DATASET ENTRIES

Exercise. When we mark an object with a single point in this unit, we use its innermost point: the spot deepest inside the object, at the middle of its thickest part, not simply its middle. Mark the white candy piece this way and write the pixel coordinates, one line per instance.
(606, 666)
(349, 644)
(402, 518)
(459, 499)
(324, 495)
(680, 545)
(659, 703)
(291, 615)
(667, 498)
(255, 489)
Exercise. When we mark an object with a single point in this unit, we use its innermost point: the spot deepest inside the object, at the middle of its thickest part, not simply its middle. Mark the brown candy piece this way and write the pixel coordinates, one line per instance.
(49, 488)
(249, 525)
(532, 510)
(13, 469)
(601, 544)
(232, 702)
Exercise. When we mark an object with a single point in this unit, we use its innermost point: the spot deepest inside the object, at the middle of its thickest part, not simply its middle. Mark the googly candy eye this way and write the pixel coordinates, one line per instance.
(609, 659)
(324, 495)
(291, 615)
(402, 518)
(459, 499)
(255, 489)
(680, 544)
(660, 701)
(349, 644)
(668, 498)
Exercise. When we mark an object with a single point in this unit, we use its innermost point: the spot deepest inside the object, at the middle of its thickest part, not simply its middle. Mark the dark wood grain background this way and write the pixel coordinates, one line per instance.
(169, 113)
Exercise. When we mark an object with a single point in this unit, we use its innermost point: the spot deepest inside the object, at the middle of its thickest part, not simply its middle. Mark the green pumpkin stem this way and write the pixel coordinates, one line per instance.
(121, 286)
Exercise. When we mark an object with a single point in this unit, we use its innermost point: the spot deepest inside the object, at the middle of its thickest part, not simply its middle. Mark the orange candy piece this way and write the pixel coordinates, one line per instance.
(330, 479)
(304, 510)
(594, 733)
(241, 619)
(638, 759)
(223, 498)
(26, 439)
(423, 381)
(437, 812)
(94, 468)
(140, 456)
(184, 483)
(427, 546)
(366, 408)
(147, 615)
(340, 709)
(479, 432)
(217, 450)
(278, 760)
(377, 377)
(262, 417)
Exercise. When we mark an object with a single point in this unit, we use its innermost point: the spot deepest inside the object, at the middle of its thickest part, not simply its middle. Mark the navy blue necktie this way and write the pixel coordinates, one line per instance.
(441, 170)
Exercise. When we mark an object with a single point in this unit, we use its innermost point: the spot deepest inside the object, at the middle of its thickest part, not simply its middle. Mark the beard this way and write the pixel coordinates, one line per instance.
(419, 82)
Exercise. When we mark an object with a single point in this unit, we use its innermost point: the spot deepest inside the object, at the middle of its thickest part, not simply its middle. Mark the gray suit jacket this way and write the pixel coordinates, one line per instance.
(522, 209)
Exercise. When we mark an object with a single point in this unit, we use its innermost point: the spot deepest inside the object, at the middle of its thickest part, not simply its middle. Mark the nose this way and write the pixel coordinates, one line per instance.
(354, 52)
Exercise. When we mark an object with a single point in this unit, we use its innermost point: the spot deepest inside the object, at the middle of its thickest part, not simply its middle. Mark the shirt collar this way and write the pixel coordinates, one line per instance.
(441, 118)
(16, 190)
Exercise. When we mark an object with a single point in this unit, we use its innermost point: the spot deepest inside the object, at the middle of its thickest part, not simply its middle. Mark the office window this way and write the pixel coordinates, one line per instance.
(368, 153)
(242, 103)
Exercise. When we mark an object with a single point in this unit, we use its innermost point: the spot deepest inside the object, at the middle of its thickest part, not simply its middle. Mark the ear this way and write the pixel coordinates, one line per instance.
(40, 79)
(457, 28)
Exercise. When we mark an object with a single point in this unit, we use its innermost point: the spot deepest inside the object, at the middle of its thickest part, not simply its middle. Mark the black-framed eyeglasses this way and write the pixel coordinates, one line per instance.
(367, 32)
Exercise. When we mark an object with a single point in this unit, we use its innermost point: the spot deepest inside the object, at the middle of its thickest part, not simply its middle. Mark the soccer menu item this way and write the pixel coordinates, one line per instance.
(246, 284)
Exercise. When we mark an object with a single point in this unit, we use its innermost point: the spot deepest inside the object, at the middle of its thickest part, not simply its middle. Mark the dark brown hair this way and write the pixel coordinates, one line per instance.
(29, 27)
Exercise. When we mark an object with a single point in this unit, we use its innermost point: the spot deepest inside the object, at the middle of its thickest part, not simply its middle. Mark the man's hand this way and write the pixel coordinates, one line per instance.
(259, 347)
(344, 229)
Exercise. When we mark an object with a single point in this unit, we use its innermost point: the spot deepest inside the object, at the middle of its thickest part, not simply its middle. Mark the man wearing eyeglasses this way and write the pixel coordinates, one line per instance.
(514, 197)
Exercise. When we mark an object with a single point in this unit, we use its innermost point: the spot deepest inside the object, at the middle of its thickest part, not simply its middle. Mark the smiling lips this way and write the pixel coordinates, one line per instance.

AIM OF THE TASK
The answer consists only of the lines from the one containing "the man wearing" to the end of the records, each written out exactly.

TASK RESULT
Exercise. When we mark an object with a single point in this unit, we use its innermost point: the spot deepest inside the object, at the middle of its thickest part, not simply its middle. Mark the man wearing eyeglasses this way and write the pixel coordinates, one line per instance.
(514, 197)
Exercise. When we mark an object with a single point in this unit, we use its innermost point: the spot deepest inside the object, at the middle of its thickest part, not simply its middle. Mark the smiling lips this way and write the pixel coordinates, one line per instance.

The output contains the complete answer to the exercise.